----- DATA IN THIS EXERCISE
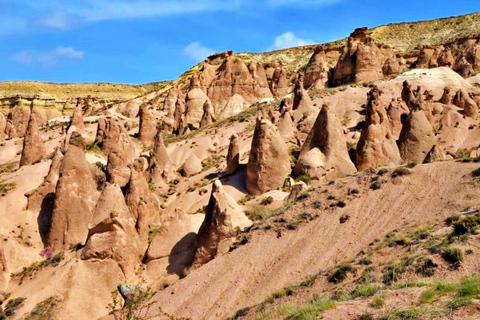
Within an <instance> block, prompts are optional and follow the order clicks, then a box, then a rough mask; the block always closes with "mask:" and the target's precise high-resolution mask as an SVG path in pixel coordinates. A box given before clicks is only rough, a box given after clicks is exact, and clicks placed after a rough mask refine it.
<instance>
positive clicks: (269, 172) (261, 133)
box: [245, 118, 291, 195]
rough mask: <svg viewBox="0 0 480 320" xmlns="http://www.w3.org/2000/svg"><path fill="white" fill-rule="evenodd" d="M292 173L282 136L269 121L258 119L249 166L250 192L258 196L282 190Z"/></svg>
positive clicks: (248, 190)
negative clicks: (288, 174) (284, 180)
mask: <svg viewBox="0 0 480 320" xmlns="http://www.w3.org/2000/svg"><path fill="white" fill-rule="evenodd" d="M290 171H291V168H290V157H289V155H288V148H287V145H286V144H285V141H284V140H283V138H282V136H281V135H280V133H279V132H278V131H277V128H276V127H275V126H274V125H273V124H272V123H271V122H270V121H269V120H267V119H262V118H258V119H257V123H256V126H255V132H254V134H253V140H252V147H251V151H250V158H249V159H248V165H247V175H246V181H245V183H246V187H247V190H248V192H249V193H251V194H254V195H257V194H262V193H264V192H266V191H268V190H271V189H277V188H281V187H282V185H283V182H284V180H285V178H286V177H287V176H288V174H289V173H290Z"/></svg>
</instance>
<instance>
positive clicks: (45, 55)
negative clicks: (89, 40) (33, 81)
mask: <svg viewBox="0 0 480 320" xmlns="http://www.w3.org/2000/svg"><path fill="white" fill-rule="evenodd" d="M83 56H84V52H83V51H78V50H75V49H74V48H73V47H64V46H58V47H57V48H56V49H55V50H52V51H45V52H33V51H30V50H25V51H22V52H19V53H17V54H15V55H13V56H12V57H11V60H12V61H13V62H16V63H20V64H31V63H37V64H40V65H42V66H44V67H53V66H54V65H56V64H57V63H59V62H62V61H67V60H80V59H82V58H83Z"/></svg>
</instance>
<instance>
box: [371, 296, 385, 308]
mask: <svg viewBox="0 0 480 320" xmlns="http://www.w3.org/2000/svg"><path fill="white" fill-rule="evenodd" d="M384 305H385V299H384V298H383V297H375V298H373V300H372V306H373V307H374V308H377V309H381V308H383V306H384Z"/></svg>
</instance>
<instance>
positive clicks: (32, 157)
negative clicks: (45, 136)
mask: <svg viewBox="0 0 480 320" xmlns="http://www.w3.org/2000/svg"><path fill="white" fill-rule="evenodd" d="M45 152H46V151H45V146H44V145H43V141H42V138H41V136H40V132H39V130H38V124H37V116H36V113H35V111H34V110H33V108H32V110H31V112H30V120H29V121H28V126H27V130H26V132H25V139H24V140H23V149H22V156H21V158H20V166H26V165H30V164H34V163H36V162H38V161H40V160H41V159H42V158H43V157H44V156H45Z"/></svg>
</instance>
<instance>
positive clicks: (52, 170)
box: [25, 148, 63, 213]
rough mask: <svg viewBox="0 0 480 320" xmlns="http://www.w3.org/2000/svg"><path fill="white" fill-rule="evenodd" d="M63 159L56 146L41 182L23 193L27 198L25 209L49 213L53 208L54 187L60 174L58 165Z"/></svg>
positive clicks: (55, 185) (61, 154) (54, 186)
mask: <svg viewBox="0 0 480 320" xmlns="http://www.w3.org/2000/svg"><path fill="white" fill-rule="evenodd" d="M62 160H63V153H62V152H61V151H60V148H57V150H56V151H55V155H54V157H53V159H52V163H51V164H50V169H49V170H48V174H47V176H46V177H45V179H44V180H43V182H42V184H41V185H40V186H39V187H38V188H36V189H34V190H32V191H29V192H28V193H26V194H25V196H26V197H27V199H28V204H27V210H31V211H33V212H40V210H46V211H49V212H50V213H51V210H53V201H54V199H55V187H56V186H57V182H58V178H59V175H60V165H61V163H62Z"/></svg>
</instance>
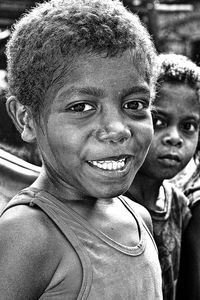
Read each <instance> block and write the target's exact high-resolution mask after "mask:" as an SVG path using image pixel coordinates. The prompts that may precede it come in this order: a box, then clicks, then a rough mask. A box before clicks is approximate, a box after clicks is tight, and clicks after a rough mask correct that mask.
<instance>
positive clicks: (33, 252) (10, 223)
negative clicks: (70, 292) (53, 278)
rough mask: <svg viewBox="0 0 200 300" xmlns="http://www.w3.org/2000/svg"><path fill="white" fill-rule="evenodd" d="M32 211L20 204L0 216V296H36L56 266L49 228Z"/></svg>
mask: <svg viewBox="0 0 200 300" xmlns="http://www.w3.org/2000/svg"><path fill="white" fill-rule="evenodd" d="M13 210H23V214H21V213H19V214H18V215H16V214H15V212H14V214H12V213H13ZM30 210H32V212H31V213H30ZM36 214H37V212H35V211H34V210H33V209H31V208H29V207H25V206H23V207H22V206H20V208H19V207H14V208H11V209H9V210H8V211H7V212H5V214H4V215H3V216H2V217H1V218H0V299H6V300H27V299H29V300H32V299H38V298H39V297H40V296H41V294H42V293H43V291H44V290H45V288H46V287H47V285H48V283H49V282H50V280H51V278H52V276H53V273H54V272H55V270H56V268H57V265H58V262H59V261H58V258H57V257H56V255H54V256H53V255H52V254H53V253H52V250H51V249H52V244H53V243H52V242H51V239H50V235H49V232H48V230H46V226H43V225H42V220H41V217H40V218H38V217H36V216H35V215H36ZM26 215H27V217H26ZM54 250H55V249H54ZM49 262H51V263H49Z"/></svg>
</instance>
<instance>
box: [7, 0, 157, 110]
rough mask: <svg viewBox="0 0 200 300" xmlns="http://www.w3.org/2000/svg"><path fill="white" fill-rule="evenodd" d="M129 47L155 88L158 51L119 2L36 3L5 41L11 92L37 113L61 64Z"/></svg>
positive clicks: (59, 76) (76, 0) (146, 31)
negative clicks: (155, 69)
mask: <svg viewBox="0 0 200 300" xmlns="http://www.w3.org/2000/svg"><path fill="white" fill-rule="evenodd" d="M128 49H130V51H131V50H132V49H134V51H132V52H133V59H134V60H135V61H136V62H138V71H139V72H143V73H144V72H145V73H144V76H145V78H146V80H147V81H148V82H149V83H150V86H151V87H152V91H153V90H154V83H155V80H156V78H155V69H154V66H155V57H156V51H155V49H154V46H153V43H152V41H151V38H150V36H149V33H148V32H147V30H146V28H145V27H144V26H143V25H142V24H141V22H140V20H139V18H138V17H137V16H136V15H133V14H132V13H131V12H128V11H127V10H126V8H125V7H124V6H123V5H122V3H121V2H120V1H118V0H113V1H112V0H52V1H49V2H45V3H42V4H38V5H37V6H36V8H33V9H32V10H31V11H30V12H29V13H28V14H26V15H24V16H23V17H22V18H21V20H19V22H17V23H16V24H15V26H14V27H13V33H12V35H11V39H10V40H9V42H8V44H7V51H6V54H7V58H8V82H9V93H8V96H10V95H14V96H16V97H17V99H18V101H20V102H21V103H22V104H23V105H26V106H29V107H30V108H31V110H32V113H34V116H36V115H37V113H38V111H39V109H40V107H41V106H42V104H43V103H44V99H45V96H46V93H47V91H48V89H49V87H50V86H52V84H53V83H54V82H55V80H56V79H57V78H58V77H60V76H61V73H62V68H63V69H64V66H63V62H64V63H65V68H66V66H67V65H68V64H70V63H71V62H73V59H76V58H77V56H78V55H81V54H84V53H87V54H90V53H94V54H102V55H105V57H113V56H117V55H120V54H122V53H123V52H124V51H126V50H128ZM142 63H143V64H144V67H143V68H141V64H142ZM97 71H98V70H97Z"/></svg>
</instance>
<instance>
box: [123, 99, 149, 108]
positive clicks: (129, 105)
mask: <svg viewBox="0 0 200 300" xmlns="http://www.w3.org/2000/svg"><path fill="white" fill-rule="evenodd" d="M146 107H147V104H145V103H144V102H142V101H129V102H127V103H125V104H124V108H125V109H131V110H142V109H144V108H146Z"/></svg>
----------
TASK INSTRUCTIONS
From the records above, copy out every line that contains the string "negative". Treat case as significant.

THE ANSWER
negative clicks: (288, 174) (284, 180)
negative clicks: (89, 40) (33, 81)
negative clicks: (45, 136)
negative clicks: (70, 292) (53, 278)
negative clicks: (155, 69)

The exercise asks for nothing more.